WORK REQUIRED: Rewrite the material below as a Markdown table with the columns "Row" and "Line," one numbered row per line and no rows for blank lines. Leave out the pictures.

SUPPLIED RECORDS:
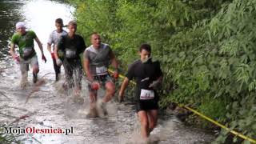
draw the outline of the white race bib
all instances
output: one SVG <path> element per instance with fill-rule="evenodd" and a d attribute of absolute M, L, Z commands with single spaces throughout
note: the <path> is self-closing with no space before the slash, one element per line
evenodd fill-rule
<path fill-rule="evenodd" d="M 149 100 L 149 99 L 154 99 L 154 90 L 149 90 L 142 89 L 140 99 L 142 99 L 142 100 Z"/>
<path fill-rule="evenodd" d="M 73 58 L 76 57 L 76 50 L 66 50 L 66 57 L 68 58 Z"/>
<path fill-rule="evenodd" d="M 107 68 L 106 66 L 96 67 L 97 75 L 104 75 L 107 74 Z"/>

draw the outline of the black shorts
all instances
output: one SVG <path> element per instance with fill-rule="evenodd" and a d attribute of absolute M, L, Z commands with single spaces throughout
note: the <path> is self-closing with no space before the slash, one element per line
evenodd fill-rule
<path fill-rule="evenodd" d="M 158 110 L 158 101 L 157 100 L 140 100 L 136 103 L 136 112 L 140 110 Z"/>
<path fill-rule="evenodd" d="M 100 86 L 105 89 L 105 84 L 108 82 L 113 82 L 111 77 L 110 74 L 105 74 L 105 75 L 98 75 L 94 76 L 94 81 L 98 82 L 100 84 Z M 91 89 L 91 84 L 88 83 L 88 90 L 90 91 L 97 91 Z"/>

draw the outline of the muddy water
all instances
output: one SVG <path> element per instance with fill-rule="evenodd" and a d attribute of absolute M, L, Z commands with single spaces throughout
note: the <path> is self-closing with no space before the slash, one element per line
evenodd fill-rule
<path fill-rule="evenodd" d="M 72 18 L 72 11 L 74 8 L 56 1 L 0 1 L 0 123 L 9 124 L 17 129 L 71 130 L 72 127 L 73 133 L 68 135 L 18 135 L 18 138 L 24 143 L 139 143 L 139 123 L 133 105 L 118 104 L 113 100 L 107 106 L 108 116 L 88 119 L 86 118 L 89 101 L 86 82 L 82 82 L 83 104 L 74 102 L 70 94 L 72 92 L 62 90 L 62 81 L 54 82 L 46 42 L 49 34 L 54 29 L 54 19 L 62 18 L 66 23 Z M 18 21 L 25 21 L 27 27 L 36 32 L 43 43 L 48 59 L 46 63 L 43 63 L 39 53 L 38 77 L 42 83 L 38 86 L 32 84 L 30 71 L 30 86 L 25 90 L 19 87 L 18 66 L 11 60 L 8 53 L 10 38 L 14 32 L 14 25 Z M 99 91 L 100 97 L 103 92 Z M 27 118 L 19 118 L 24 115 Z M 204 130 L 185 126 L 175 115 L 166 117 L 167 118 L 159 120 L 150 142 L 190 144 L 210 143 L 213 139 L 213 135 Z"/>

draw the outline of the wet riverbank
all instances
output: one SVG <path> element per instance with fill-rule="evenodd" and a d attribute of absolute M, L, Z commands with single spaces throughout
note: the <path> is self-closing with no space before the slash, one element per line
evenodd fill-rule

SOLUTION TO THE PROBLEM:
| Row | Line |
|---|---|
| 1 | draw the outline of the white race bib |
| 2 | all instances |
| 3 | output: one SVG <path> element per instance with fill-rule="evenodd" and a d attribute of absolute M, L, Z commands with single spaces throughout |
| 4 | note: the <path> is self-closing with no space before the slash, one element per line |
| 5 | evenodd fill-rule |
| 6 | <path fill-rule="evenodd" d="M 149 100 L 149 99 L 154 99 L 154 90 L 149 90 L 142 89 L 140 99 L 142 99 L 142 100 Z"/> |
| 7 | <path fill-rule="evenodd" d="M 73 58 L 76 57 L 76 50 L 66 50 L 66 57 L 68 58 Z"/> |
| 8 | <path fill-rule="evenodd" d="M 107 68 L 106 66 L 96 67 L 97 75 L 104 75 L 107 74 Z"/> |
| 9 | draw the outline of the black shorts |
| 10 | all instances |
| 11 | output: one SVG <path> element per instance with fill-rule="evenodd" and a d attribute of absolute M, L, Z commands with single spaces throughout |
| 12 | note: the <path> is self-closing with no space before the slash, one element per line |
| 13 | evenodd fill-rule |
| 14 | <path fill-rule="evenodd" d="M 158 110 L 158 101 L 157 100 L 140 100 L 136 103 L 136 112 L 140 110 Z"/> |
| 15 | <path fill-rule="evenodd" d="M 100 86 L 105 89 L 105 84 L 108 82 L 113 82 L 111 77 L 110 74 L 105 74 L 105 75 L 98 75 L 94 76 L 94 81 L 98 82 L 100 84 Z M 91 89 L 91 84 L 88 83 L 88 90 L 90 91 L 97 91 Z"/> |
| 16 | draw the outline of the muddy water |
| 17 | all instances |
| 18 | output: one SVG <path> element per instance with fill-rule="evenodd" and a d attribute of absolute M, L, Z commands with single spaces throughout |
| 19 | note: the <path> is self-closing with no space before the slash, one element per line |
| 20 | evenodd fill-rule |
| 21 | <path fill-rule="evenodd" d="M 72 18 L 72 11 L 74 8 L 56 1 L 0 1 L 0 123 L 9 124 L 17 129 L 71 130 L 72 127 L 73 133 L 68 135 L 18 135 L 18 138 L 24 143 L 139 143 L 139 123 L 133 105 L 118 104 L 113 100 L 107 106 L 108 116 L 88 119 L 86 118 L 89 101 L 86 82 L 82 82 L 83 104 L 74 102 L 70 94 L 72 92 L 62 90 L 62 81 L 54 82 L 46 42 L 49 34 L 54 29 L 54 19 L 62 18 L 66 23 Z M 18 21 L 25 21 L 27 27 L 36 32 L 43 43 L 48 59 L 46 63 L 43 63 L 39 53 L 38 77 L 42 83 L 38 86 L 32 84 L 30 71 L 30 86 L 25 90 L 19 87 L 18 66 L 11 60 L 8 53 L 10 38 L 14 32 L 14 25 Z M 99 91 L 100 97 L 103 92 Z M 27 118 L 19 118 L 24 115 Z M 204 130 L 185 126 L 175 115 L 166 117 L 167 118 L 159 120 L 150 142 L 190 144 L 210 143 L 213 139 L 213 135 Z"/> |
| 22 | draw the outline of the wet riverbank |
| 23 | all instances |
| 24 | output: one SVG <path> element per instance with fill-rule="evenodd" and a d attribute of absolute M, L, Z commands with single spaces throughout |
| 25 | note: the <path> is self-closing with no space before the slash, one element per line |
| 26 | evenodd fill-rule |